--- COMPITO ASSEGNATO ---
Riprendi il testo sulla cena alla Johannesstube e portalo avanti a partire dall'ultima frase.

--- ESTRATTO FORNITO ---
Scena libera!

E in un attimo si vedono le foreste mentre si specchiano nei piatti! Rami, pigne e decorazioni fanno entrare il bosco all’interno della stube. Sotto all’erica viola si nasconde uno sfizioso omaggio dalla cucina, che lascia intuire che le pietanze della Johannesstube non si limiteranno ad entusiasmare solo i palati.

Una soave entrata in scena
Guanti bianchi porgono del pane nei toni della seppia, del pomodoro e del rosmarino. Con una salsa alla patata dolce o con del burro battuto? Il prologo è riuscito a perfezione e copiosi piovano i calorosi saluti dalla cucina. Uno stuzzichino segue l’altro. La capasanta, con un cuore di topinambur su un letto di fieno, risveglia i sensi con un bacio, delicato, a tratti timido.

--- MATERIALE MOSTRATO ---
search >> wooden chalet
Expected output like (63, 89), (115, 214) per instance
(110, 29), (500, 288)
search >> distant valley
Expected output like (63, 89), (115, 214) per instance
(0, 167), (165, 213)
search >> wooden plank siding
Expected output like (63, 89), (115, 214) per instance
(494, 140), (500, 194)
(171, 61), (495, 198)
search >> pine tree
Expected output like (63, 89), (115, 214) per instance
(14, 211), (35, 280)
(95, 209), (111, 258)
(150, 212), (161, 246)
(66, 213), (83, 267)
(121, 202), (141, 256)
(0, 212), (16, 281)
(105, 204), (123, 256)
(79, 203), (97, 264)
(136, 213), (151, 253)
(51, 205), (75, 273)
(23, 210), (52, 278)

--- RISPOSTA ---
Da spettatore a protagonista
Il primo atto si apre con una trota nostrana preparata con un fondo di cottura di selvaggina su una zucca dal variopinto gusto primaverile. La freschezza, la tenue dolcezza e l’amabile retrogusto amaro si confondono nel palato creando una nuova combinazione di sapori. Un gusto mai provato, che tuttavia risveglia ricordi lontani. Com’è possibile? Silenzio assorto. La suspense sale. E il filo conduttore è sempre più teso. Una croccante samosa si tuffa dentro una crema di bucce di patate trasformandosi in un isolotto. Spalla di selvaggina, mirepoix e cabernet si uniscono in un intreccio di sapori rotondo e armonico. Una spolverata di tartufo ne esalta il sapore, come una luculliana coroncina d’oro; gli occhi si chiudono, le labbra mordono soddisfatte. Una mano invisibile sostituisce senza pausa bicchieri, posate e salviette. Si è protagonisti dello spettacolo.
Quando lo spettatore diventa l’attore principale, l’eccellenza del servizio è assoluta.

L’effetto finale
Pasteggiare coinvolgendo tutti i sensi. Anche il design del piatto è studiato fin nel minimo dettaglio! Con punti bianchi e neri e una spruzzatina di verde. Al centro, per presentare il suo sapore in modo adeguato, si adagia il raviolone sotto una coltre di fiori variopinti.

Con l’entrecôte di manzo Wagyu, le carotine viola e il burro di capra si raggiunge l’apice della kermesse del gusto in un sublime contrasto di sapori. Nel calice ondeggia leggiadro il vino. Per stupire il pubblico con equilibrio.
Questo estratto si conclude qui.